### Directions for this task
Collect each line in the records below that contains the string "sneaker", and reproduce those lines in the order in which they occur.
[START Working data]
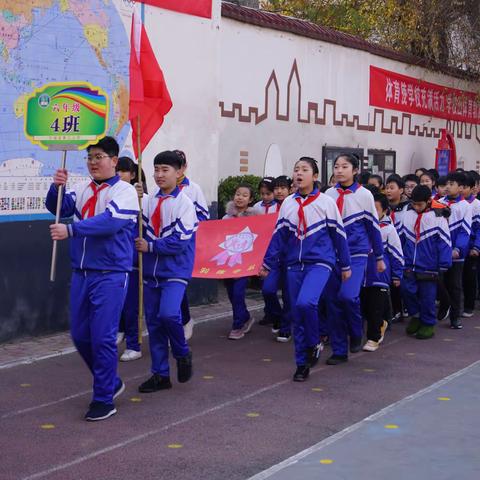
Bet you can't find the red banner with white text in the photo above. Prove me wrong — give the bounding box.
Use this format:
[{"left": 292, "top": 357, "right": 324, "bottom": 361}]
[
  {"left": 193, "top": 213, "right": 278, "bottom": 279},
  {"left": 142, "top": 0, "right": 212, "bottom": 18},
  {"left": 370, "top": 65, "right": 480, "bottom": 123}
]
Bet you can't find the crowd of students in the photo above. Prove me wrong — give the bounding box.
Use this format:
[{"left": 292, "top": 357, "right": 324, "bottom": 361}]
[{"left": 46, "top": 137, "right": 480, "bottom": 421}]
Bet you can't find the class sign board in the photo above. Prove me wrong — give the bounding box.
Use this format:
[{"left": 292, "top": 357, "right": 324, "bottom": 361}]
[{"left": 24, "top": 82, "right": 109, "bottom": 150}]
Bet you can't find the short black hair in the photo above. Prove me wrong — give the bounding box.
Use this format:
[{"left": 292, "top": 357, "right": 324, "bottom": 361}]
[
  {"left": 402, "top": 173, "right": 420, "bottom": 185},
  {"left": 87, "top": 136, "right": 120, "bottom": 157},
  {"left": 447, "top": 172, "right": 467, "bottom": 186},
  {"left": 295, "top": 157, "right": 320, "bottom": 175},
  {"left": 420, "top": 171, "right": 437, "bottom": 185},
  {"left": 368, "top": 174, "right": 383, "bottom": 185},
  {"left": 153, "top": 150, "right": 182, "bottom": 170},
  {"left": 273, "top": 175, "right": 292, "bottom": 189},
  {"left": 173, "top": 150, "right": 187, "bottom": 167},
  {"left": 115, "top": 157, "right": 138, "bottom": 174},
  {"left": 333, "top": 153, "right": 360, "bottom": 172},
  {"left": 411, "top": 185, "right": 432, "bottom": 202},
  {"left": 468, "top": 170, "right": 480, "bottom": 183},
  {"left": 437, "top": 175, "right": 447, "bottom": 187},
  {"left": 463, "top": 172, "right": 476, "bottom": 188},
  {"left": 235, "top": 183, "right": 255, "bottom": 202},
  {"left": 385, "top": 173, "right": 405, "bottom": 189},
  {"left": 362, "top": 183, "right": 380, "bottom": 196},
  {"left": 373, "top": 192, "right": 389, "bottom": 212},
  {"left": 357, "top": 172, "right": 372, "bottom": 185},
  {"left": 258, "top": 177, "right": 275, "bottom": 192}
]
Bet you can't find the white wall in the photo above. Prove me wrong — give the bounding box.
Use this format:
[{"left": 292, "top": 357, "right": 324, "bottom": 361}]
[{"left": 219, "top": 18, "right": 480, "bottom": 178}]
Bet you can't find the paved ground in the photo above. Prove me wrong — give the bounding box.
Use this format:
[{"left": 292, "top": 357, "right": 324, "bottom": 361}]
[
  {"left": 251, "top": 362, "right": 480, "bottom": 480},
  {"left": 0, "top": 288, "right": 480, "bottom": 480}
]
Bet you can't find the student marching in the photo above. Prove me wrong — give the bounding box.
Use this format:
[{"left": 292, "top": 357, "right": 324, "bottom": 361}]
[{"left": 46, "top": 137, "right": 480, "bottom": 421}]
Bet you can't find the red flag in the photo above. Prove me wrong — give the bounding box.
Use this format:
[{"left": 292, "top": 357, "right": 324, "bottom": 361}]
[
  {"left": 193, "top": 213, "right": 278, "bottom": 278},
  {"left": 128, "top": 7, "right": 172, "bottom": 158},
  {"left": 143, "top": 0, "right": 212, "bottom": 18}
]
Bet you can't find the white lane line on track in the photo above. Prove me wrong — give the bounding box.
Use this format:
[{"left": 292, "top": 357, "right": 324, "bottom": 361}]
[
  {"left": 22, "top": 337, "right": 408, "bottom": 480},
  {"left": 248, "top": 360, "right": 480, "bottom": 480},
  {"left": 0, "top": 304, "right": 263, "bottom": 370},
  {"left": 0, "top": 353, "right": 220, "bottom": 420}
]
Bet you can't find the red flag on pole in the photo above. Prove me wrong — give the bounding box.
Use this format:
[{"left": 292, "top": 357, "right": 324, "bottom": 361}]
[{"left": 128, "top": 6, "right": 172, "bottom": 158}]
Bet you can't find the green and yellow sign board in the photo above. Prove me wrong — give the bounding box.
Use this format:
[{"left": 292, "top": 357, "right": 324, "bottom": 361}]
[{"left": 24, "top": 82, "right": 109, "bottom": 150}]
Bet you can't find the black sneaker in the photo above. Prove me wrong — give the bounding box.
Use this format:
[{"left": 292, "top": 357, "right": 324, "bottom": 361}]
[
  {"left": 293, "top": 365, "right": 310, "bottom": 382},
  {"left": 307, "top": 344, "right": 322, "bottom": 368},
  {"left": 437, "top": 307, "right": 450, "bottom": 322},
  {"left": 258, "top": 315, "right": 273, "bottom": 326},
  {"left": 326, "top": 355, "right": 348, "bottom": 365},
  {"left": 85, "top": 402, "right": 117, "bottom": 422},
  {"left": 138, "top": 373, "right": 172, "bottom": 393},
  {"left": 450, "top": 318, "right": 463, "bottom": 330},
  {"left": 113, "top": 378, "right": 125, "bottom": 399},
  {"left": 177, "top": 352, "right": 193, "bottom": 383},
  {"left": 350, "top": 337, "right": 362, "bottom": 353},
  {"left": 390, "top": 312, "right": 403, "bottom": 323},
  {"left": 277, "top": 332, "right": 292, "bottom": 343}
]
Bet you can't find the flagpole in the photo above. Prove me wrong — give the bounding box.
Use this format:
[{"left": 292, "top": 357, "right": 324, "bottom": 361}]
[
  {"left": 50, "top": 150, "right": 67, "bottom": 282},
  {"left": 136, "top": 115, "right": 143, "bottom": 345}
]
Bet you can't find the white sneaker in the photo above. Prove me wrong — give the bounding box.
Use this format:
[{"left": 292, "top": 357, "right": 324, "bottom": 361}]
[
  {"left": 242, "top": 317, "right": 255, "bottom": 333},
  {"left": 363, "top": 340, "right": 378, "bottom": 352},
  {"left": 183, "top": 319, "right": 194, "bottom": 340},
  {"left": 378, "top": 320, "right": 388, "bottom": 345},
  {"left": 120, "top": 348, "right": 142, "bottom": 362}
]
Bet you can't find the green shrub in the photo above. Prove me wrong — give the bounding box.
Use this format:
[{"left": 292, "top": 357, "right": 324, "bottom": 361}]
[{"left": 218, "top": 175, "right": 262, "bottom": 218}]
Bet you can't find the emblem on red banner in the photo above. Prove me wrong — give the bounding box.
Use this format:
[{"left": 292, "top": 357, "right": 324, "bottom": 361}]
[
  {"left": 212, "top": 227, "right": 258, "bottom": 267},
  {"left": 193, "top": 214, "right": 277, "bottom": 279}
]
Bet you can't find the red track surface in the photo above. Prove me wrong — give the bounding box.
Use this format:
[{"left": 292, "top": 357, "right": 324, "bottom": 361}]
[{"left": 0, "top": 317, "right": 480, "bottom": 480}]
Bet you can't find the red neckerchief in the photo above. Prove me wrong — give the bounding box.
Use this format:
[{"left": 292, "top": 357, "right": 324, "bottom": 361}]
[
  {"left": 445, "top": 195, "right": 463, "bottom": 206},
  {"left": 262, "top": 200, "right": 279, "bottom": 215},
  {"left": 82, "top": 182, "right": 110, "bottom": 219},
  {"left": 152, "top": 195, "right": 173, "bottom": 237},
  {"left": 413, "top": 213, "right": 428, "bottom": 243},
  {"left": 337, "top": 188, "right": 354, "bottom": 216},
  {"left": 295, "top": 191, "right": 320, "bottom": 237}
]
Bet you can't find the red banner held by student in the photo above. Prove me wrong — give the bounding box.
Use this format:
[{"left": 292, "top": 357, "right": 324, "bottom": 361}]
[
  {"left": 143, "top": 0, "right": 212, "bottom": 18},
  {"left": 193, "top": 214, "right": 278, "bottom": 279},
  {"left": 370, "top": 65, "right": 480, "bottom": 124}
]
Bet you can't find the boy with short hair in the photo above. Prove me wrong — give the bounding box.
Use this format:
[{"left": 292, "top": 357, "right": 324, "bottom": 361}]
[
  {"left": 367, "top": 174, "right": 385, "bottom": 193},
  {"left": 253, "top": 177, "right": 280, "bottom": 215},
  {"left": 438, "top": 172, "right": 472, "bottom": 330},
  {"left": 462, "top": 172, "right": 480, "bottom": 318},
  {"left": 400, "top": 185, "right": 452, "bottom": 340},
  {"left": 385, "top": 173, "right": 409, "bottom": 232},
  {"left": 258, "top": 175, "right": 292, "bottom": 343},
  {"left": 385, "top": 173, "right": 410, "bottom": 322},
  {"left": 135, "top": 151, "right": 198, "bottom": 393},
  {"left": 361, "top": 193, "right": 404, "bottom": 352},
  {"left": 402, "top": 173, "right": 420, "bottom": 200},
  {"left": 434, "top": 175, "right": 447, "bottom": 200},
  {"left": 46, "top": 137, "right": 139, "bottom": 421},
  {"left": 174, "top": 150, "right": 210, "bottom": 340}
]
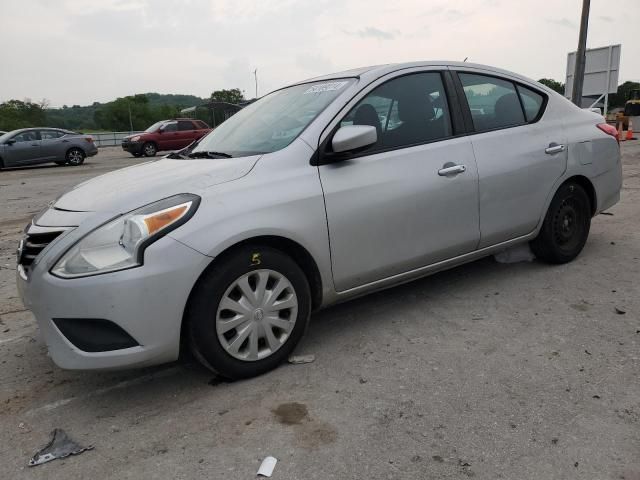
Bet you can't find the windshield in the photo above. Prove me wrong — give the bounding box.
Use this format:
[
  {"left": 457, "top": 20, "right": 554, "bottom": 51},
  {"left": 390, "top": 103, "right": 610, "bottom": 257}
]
[END Working data]
### Written solution
Bet you can't find the black sneaker in the photo above. Prove me wrong — give the bounding box.
Bet you can't find the white sneaker in the photo above. Prove me wrong — give the bounding box.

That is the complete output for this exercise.